Dataset records about object locations:
= = = = = = =

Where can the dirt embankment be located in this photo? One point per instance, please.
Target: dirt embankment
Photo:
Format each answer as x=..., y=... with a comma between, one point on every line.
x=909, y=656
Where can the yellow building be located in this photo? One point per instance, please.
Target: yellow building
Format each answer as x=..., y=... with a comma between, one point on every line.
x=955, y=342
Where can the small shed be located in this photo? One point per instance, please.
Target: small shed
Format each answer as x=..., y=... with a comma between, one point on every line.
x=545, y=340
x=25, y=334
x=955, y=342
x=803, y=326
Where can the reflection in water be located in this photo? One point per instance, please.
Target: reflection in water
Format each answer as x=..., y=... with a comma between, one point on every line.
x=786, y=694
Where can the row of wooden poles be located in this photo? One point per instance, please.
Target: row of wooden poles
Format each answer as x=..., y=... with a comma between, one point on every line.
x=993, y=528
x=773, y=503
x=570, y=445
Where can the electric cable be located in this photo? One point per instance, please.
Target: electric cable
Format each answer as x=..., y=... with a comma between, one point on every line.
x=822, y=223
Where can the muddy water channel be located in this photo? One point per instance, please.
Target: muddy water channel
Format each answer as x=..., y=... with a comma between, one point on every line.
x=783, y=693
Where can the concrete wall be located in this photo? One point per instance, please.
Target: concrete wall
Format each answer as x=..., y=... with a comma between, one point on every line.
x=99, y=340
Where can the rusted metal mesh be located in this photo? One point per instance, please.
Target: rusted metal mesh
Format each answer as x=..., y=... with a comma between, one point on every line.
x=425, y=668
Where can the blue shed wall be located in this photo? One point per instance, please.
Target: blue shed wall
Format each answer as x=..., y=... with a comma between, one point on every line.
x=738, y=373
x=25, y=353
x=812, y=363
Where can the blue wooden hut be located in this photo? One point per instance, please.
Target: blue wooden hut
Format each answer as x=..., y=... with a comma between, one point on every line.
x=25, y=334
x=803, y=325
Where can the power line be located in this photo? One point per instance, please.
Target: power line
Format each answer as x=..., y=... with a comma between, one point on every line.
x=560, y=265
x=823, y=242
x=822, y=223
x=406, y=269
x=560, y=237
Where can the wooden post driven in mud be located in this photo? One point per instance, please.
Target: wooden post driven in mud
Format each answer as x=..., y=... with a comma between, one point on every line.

= = = = = = =

AIM:
Each entry above needs to be retyped exactly.

WRITTEN ANSWER:
Where can the dirt embankment be located in this photo? One point per instance, please.
Target: dirt embankment
Photo:
Format each answer as x=..., y=... with a comma between, one point on every line.
x=909, y=656
Where can the yellow building be located in this photo? One point per instance, please.
Target: yellow building
Format each answer as x=..., y=... with a comma between, one point on every line.
x=955, y=342
Where can the small shed be located in this photo? One point per instance, please.
Target: small shed
Format each answer as x=..., y=... with a comma between, one point on every line.
x=545, y=340
x=25, y=334
x=955, y=342
x=803, y=326
Where can the reflection in water be located in this photo? One point per instance, please.
Target: reflection in water
Format each answer as x=..., y=... with a comma between, one point on every line.
x=786, y=694
Where can the row of wooden poles be located in this photo? One point per instance, please.
Target: row of wooden poles
Format each answer as x=..., y=... with a comma between, one point on every line.
x=993, y=528
x=773, y=503
x=570, y=445
Where can the electric cable be located in this photo? One point per instance, please.
Target: electric cable
Format each answer as x=..., y=... with a comma between, one point on every line.
x=822, y=223
Where can the muddy water channel be located in this photo? One point per instance, please.
Target: muddy water channel
Format each answer as x=..., y=... with a comma between, one point on every line.
x=783, y=693
Where can the concrete wall be located in this photo? One point per instance, please.
Target: concrete wall
Format each answer as x=..., y=... with a comma between, one point on every line.
x=99, y=340
Where can the rusted metal mesh be located in this photo? One point per instance, please.
Target: rusted metal mesh
Format each answer as x=..., y=... with a comma between, one point on every line.
x=425, y=668
Where can the blue shed wall be located in this photo? One point per instance, please.
Target: blue shed wall
Format each answer as x=..., y=... with a comma between, one point on every line.
x=738, y=373
x=25, y=353
x=812, y=363
Where can the blue wooden hut be located in this photo? One point per instance, please.
Target: blue wooden hut
Format each answer as x=..., y=... with a comma between, one point on every line.
x=25, y=334
x=803, y=325
Where can the power line be located in this photo? One point per instance, please.
Target: power line
Format each answer as x=..., y=... with a comma between, one point on every line.
x=560, y=265
x=823, y=242
x=822, y=223
x=406, y=269
x=560, y=237
Where can the wooden post driven in mud be located in this photo? One point per instance, please.
Target: wooden post driven in mud
Format each answer as x=..., y=... with a comma between, one point on every line.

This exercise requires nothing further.